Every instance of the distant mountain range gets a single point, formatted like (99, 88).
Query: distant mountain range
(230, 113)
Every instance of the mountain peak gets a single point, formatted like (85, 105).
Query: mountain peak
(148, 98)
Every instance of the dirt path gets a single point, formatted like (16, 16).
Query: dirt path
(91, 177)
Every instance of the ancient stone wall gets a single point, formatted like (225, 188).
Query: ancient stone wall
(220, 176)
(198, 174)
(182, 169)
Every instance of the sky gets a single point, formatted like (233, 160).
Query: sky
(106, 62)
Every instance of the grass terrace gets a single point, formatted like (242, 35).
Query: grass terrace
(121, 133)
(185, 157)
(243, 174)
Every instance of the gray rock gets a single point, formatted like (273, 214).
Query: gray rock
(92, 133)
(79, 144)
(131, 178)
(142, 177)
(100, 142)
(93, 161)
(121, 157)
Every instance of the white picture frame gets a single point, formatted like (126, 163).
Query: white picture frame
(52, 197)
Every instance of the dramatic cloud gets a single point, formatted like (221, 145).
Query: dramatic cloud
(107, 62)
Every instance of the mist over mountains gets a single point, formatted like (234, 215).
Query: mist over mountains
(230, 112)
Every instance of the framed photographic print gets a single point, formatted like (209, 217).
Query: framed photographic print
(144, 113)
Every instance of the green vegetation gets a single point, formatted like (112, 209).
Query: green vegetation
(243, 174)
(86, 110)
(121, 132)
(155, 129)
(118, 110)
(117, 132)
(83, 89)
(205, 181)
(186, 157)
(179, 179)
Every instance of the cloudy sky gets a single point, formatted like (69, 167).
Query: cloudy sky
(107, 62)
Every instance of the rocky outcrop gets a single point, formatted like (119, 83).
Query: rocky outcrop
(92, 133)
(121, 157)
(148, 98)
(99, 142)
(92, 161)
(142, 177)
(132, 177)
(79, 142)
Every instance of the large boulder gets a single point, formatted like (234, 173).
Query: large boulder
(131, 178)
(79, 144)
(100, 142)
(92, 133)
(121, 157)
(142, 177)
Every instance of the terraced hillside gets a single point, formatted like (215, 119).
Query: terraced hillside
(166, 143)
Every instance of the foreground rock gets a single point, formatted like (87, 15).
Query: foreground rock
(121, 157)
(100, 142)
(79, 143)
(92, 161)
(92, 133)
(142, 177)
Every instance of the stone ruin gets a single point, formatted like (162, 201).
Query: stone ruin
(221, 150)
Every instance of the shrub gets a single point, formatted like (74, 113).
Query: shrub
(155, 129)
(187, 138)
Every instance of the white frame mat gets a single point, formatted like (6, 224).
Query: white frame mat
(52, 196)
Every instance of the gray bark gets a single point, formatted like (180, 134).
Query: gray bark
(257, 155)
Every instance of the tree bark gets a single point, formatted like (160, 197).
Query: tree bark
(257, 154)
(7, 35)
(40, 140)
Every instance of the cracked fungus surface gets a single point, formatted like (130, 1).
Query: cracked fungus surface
++++++++
Aim – Reproduce the rows above word for word, beginning at the line that contains "Every instance of the large" and ending with the last of the rows.

Answer below –
Every instance of the large boulder gets a single point, formatted like (234, 173).
Query: large boulder
(131, 178)
(79, 144)
(100, 142)
(92, 133)
(121, 157)
(142, 177)
Every instance of the terraced hillside gets a single point, formatted like (215, 119).
Query: terraced hillside
(166, 143)
Every instance of the foreground rock gets a single point, formatted like (87, 15).
Query: foreground rock
(121, 157)
(100, 142)
(79, 143)
(92, 161)
(92, 133)
(142, 177)
Every instance of the stone ruin gets a single point, formatted like (162, 201).
Query: stone ruin
(221, 150)
Every instance of the shrub gets a single point, formatted like (74, 113).
Query: shrub
(155, 129)
(187, 138)
Every instance of the white frame mat gets a single point, formatted like (6, 224).
Query: white frame mat
(52, 196)
Every instance of the gray bark gets a single point, formatted like (180, 134).
Query: gray bark
(257, 155)
Every instance of the tree bark gets a single point, formatted like (160, 197).
Query: tree bark
(257, 154)
(7, 35)
(40, 140)
Every instance of the cracked fungus surface gets a single point, formatted like (130, 1).
Query: cracked fungus surface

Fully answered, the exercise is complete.